== Problems to work on ==
a - In the article on the delayed Dangerous Drugs (Amendment) Act 2017, write out word for word the passage that begins at "The proposed amendment" and stops after "(The Star, 17/1/2018).".
b - Write what comes next in the article on the delayed Dangerous Drugs (Amendment) Act 2017, picking up after its final sentence.

== Excerpted text ==
Sunday, January 21, 2018

Don’t let delay in applying new dangerous drugs law take more lives(FMT)

Minister’s Delay Resulted in Judge Having No Choice but to Sentence A. Sargunan and 4 others to Death

Don’t let delay in applying new dangerous drugs law take more lives

court-penjara-malaysia-1By Charles Hector

Malaysians Against Death Penalty and Torture, or Madpet, is appalled by the delay in the Dangerous Drugs (Amendment) Act 2017 coming into force, which will mean that persons now being convicted by the courts for drug trafficking will still be subjected to the mandatory death penalty and not enjoy the possibility of avoiding the death penalty.

The proposed amendment to the law, when it comes into force, will only apply to cases where persons facing trial have yet to be convicted. Therefore, justly, all drug trafficking case trials must not continue until the new law is in force. The delay by the minister concerned has already cost at least five persons to be convicted to death.

It was reported that Malaysian A Sargunan, 42, and four Indian nationals (Sumesh Sudhakaran, Alex Aby Jacob Alexander, Renjith Raveendran and Sajith Sadanandan) were convicted and sentenced to death by the Shah Alam High Court on Jan 17 for drug trafficking under Section 39B (1)(a) of the Dangerous Drugs Act 1952 (The Star, 17/1/2018).

The Dangerous Drugs (Amendment) Bill 2017 was passed by the Dewan Rakyat (House of Representatives) on Nov 30, 2017, and by the Senate (Dewan Negara) on Dec 14, 2017. Royal assent was received on Dec 27, 2017, making this now an act of parliament, but sadly, it only will come into operation on a date to be fixed by the minister by notification in the gazette.

A perusal of the official e-Federal Gazette website on Jan 19 revealed that some other laws that obtained royal assent on the same day, or subsequently, as the Dangerous Drugs (Amendment) Act 2017, have already come into force but not this act. This act has the effect of restoring judicial discretion to impose a sentence for drug trafficking other than the death penalty such as life imprisonment with whipping of not less than 15 strokes.

By reason of the minister’s delay, now A Sargunan and the four Indian nationals have been convicted and sentenced to death, as Section 39B (1)(a) of the Dangerous Drugs Act 1952 still provides for the mandatory death penalty.

Section 3(2) of Dangerous Drugs (Amendment) Act 2017 states, “Any proceedings against any person who has been charged, whether or not trial has commenced or has been completed, and has not been convicted under Section 39B of the principal Act by a competent court before the appointed date, shall on the appointed date be dealt with by the competent court and be continued under the provisions of the principal Act as amended by this Act.”

This means that any person even already on trial for drug trafficking (Section 39B), so long as they have yet to be convicted, can enjoy the benefits of the Dangerous Drugs (Amendment) Act 2017. But, until the minister concerned does the needful, to ensure this law comes into force, judges will continue to have no discretion but to impose the mandatory death penalty.

== Record list ==
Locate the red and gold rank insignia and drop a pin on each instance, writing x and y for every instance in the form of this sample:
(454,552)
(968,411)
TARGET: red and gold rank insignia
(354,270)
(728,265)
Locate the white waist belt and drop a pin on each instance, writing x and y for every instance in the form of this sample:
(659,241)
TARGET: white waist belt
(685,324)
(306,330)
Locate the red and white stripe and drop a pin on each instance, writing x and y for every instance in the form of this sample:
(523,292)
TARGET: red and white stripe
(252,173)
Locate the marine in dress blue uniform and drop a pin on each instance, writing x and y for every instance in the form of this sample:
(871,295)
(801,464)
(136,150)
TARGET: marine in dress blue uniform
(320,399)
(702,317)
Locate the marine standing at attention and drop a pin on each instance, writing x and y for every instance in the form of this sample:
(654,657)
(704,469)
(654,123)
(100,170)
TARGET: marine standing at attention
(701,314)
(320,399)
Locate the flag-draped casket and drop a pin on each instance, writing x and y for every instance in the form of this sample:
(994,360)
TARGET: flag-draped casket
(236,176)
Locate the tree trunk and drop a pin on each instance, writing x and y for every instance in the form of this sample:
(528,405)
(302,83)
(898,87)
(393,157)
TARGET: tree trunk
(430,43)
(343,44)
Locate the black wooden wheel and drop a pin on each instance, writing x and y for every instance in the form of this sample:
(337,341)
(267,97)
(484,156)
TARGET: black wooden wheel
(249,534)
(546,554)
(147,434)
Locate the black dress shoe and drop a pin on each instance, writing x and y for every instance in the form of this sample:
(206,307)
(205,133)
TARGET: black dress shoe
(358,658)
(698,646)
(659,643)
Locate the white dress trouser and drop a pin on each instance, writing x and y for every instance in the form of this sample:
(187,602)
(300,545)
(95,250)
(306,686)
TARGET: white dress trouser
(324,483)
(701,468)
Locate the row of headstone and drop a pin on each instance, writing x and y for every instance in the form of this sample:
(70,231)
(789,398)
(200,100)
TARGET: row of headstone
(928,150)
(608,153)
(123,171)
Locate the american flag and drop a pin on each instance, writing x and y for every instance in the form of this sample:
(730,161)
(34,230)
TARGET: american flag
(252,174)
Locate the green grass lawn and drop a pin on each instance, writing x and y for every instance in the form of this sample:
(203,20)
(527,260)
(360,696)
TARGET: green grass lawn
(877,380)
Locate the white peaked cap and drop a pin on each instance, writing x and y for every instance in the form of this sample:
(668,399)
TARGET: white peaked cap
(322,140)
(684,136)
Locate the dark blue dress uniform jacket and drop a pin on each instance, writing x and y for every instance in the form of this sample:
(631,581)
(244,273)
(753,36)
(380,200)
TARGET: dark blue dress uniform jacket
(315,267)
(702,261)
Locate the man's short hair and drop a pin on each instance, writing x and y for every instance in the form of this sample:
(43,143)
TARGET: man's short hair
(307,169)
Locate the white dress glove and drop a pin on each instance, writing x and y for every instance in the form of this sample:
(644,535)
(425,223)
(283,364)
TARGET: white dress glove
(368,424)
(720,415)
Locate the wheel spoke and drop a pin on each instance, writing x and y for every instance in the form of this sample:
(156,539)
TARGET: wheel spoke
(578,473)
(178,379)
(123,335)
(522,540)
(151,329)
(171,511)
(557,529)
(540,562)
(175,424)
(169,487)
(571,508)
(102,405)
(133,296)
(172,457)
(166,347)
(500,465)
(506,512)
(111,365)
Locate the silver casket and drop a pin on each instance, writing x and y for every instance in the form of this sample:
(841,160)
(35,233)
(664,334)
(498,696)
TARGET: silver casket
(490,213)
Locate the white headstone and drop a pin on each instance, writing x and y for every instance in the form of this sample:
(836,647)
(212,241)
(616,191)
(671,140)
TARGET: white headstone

== Expected answers ==
a -
The proposed amendment to the law, when it comes into force, will only apply to cases where persons facing trial have yet to be convicted. Therefore, justly, all drug trafficking case trials must not continue until the new law is in force. The delay by the minister concerned has already cost at least five persons to be convicted to death.

It was reported that Malaysian A Sargunan, 42, and four Indian nationals (Sumesh Sudhakaran, Alex Aby Jacob Alexander, Renjith Raveendran and Sajith Sadanandan) were convicted and sentenced to death by the Shah Alam High Court on Jan 17 for drug trafficking under Section 39B (1)(a) of the Dangerous Drugs Act 1952 (The Star, 17/1/2018).

b -
The new law, sadly, does not provide any remedy to those already convicted and/or for the 800 or more currently on death row by reason of having been convicted for drug trafficking. As such, justly, all their death sentences should be commuted to imprisonment. Alternatively, a new law is needed that allows for a review of their current sentence. Given the large number involved and other reasons, it would be best that all their death sentences be commuted.

Malaysia must be complemented for this major, long overdue step to abolish the mandatory death penalty for the offence of drug trafficking, and return discretion to judges when it comes to sentencing.

Noted that there are still flaws in this new law which have been raised by the Malaysian Bar, among others, the fact that judges, in exercising their discretion, are limited to just certain considerations. There is also now an unjust mandatory requirement before the exercise of the judge’s discretion – the judge’s assessment of the convicted person’s ability or willingness to assist in disrupting drug trafficking activities. There are many reasons why a convicted person may not be able to provide this assistance, including possible retaliation by kingpins and others on the convicted and/or their families.

The Malaysian Bar, in its statement dated Dec 5, 2017, among others, stated, “We are concerned that judges are being limited in their consideration of the mitigating factors and circumstances that surround each case, before sentencing. Such mitigating factors can include, and are not limited to, the offender’s age, rehabilitation goals, past criminal record, role played in the offence, mental capacity, reparations made, fear of another person, use of violence, harm done to property or persons, and degree of cooperation with the authorities. The sentencing process is, and should always remain, within the unfettered domain of the judiciary.’

Madpet calls for all trials of persons charged under Section 39B (drug trafficking) to be stayed, or where the trial is over, that courts do not proceed to convict until after the Dangerous Drugs (Amendment) Act 2017 comes into force.

Madpet also calls on the minister to do the needful to ensure that the Dangerous Drugs (Amendment) Act 2017 comes into force without any further delay;

Madpet reiterates the call for Malaysia to speedily abolish all other mandatory death penalty offences, other than drug trafficking, and return sentencing discretion to judges.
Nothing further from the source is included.